- YOUR GOAL -
Copy the entries word for word, starting at their very first line and ending at the line that contains "top-left (469, 384), bottom-right (548, 435)", with both of those lines included.

- TASK DATA -
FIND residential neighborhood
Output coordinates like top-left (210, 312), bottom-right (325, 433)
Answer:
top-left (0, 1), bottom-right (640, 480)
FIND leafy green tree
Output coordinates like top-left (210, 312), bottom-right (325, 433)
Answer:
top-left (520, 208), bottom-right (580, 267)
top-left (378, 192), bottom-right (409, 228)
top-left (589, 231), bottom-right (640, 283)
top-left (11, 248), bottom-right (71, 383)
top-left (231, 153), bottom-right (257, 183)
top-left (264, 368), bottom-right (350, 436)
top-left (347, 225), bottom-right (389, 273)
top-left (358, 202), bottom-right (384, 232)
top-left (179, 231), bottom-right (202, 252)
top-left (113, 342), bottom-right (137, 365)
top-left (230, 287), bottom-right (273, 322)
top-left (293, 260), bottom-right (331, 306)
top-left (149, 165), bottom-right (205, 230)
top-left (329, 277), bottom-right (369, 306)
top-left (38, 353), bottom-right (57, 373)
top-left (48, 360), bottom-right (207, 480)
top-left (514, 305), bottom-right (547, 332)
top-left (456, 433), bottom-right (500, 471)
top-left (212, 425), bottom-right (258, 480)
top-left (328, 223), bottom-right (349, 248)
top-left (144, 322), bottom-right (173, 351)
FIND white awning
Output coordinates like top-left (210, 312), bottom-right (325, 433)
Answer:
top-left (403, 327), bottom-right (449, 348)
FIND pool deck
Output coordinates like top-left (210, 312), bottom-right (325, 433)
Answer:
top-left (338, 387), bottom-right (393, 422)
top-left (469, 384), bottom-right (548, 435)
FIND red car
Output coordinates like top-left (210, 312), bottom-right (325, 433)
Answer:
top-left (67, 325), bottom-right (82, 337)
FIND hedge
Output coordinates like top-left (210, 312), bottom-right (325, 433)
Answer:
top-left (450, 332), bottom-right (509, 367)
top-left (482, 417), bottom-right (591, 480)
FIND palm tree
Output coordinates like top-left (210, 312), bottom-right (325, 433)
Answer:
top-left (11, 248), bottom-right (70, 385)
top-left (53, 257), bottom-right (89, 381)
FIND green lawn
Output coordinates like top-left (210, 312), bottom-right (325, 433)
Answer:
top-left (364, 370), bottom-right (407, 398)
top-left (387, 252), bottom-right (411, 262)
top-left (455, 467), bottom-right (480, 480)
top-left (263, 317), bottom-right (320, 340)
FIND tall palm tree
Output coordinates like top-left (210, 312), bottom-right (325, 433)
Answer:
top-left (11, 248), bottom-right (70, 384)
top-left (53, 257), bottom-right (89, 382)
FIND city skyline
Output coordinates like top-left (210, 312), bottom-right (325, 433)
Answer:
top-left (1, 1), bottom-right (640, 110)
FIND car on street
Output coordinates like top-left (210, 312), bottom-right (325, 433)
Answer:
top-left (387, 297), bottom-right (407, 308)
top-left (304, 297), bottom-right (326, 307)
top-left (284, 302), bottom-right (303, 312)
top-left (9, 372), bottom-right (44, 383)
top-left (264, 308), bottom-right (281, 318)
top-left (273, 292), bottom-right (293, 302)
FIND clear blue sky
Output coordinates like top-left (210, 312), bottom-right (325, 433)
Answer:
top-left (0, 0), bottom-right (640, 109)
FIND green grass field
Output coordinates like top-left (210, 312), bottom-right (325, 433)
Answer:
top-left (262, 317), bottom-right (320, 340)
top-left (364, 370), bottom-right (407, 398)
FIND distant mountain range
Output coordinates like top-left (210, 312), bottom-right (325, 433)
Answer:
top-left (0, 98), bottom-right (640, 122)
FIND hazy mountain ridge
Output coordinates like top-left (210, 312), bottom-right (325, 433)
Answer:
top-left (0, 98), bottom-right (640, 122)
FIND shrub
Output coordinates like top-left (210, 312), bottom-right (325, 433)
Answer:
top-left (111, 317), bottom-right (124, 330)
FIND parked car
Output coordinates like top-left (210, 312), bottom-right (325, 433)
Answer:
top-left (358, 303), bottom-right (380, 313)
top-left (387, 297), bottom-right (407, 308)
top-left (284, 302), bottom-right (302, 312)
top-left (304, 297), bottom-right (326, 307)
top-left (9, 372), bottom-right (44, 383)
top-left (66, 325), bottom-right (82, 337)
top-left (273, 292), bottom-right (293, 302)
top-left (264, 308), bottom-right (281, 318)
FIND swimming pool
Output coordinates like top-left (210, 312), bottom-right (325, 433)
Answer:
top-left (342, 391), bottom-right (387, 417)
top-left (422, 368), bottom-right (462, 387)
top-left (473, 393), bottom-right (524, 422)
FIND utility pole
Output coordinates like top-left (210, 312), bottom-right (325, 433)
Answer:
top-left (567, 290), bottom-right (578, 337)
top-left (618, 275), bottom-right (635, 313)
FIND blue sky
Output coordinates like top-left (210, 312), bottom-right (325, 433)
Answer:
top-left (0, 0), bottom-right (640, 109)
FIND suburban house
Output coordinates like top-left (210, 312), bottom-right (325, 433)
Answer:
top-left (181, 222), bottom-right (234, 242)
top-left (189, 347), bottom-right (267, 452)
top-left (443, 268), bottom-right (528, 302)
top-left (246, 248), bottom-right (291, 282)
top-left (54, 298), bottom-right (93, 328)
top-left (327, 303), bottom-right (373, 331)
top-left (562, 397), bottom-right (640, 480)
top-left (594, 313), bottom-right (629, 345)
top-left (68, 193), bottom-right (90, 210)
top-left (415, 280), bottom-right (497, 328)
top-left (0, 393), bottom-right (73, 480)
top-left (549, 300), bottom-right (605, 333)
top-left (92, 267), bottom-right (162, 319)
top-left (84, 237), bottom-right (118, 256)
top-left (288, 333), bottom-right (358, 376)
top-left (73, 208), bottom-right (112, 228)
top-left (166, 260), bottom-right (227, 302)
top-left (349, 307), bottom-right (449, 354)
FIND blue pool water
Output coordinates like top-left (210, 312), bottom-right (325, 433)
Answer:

- REPLY -
FIND residential neighborhood
Output coordinates like top-left (210, 312), bottom-right (325, 433)
Answer:
top-left (0, 1), bottom-right (640, 480)
FIND leafy green tree
Output coordinates like top-left (210, 312), bottom-right (325, 433)
Answer:
top-left (520, 208), bottom-right (580, 267)
top-left (378, 192), bottom-right (409, 228)
top-left (589, 231), bottom-right (640, 283)
top-left (11, 248), bottom-right (71, 383)
top-left (231, 153), bottom-right (257, 183)
top-left (264, 368), bottom-right (350, 436)
top-left (347, 225), bottom-right (389, 273)
top-left (358, 202), bottom-right (384, 232)
top-left (179, 231), bottom-right (202, 252)
top-left (113, 342), bottom-right (137, 365)
top-left (230, 287), bottom-right (273, 322)
top-left (293, 260), bottom-right (331, 306)
top-left (149, 165), bottom-right (205, 230)
top-left (329, 277), bottom-right (369, 306)
top-left (38, 353), bottom-right (57, 373)
top-left (48, 360), bottom-right (207, 480)
top-left (514, 305), bottom-right (547, 332)
top-left (456, 433), bottom-right (500, 471)
top-left (212, 425), bottom-right (258, 480)
top-left (328, 223), bottom-right (349, 248)
top-left (144, 322), bottom-right (173, 351)
FIND white awning
Output coordinates like top-left (210, 312), bottom-right (325, 433)
Answer:
top-left (403, 327), bottom-right (449, 348)
FIND pool deck
Output coordinates like top-left (210, 312), bottom-right (325, 433)
Answer:
top-left (338, 387), bottom-right (393, 422)
top-left (469, 384), bottom-right (548, 435)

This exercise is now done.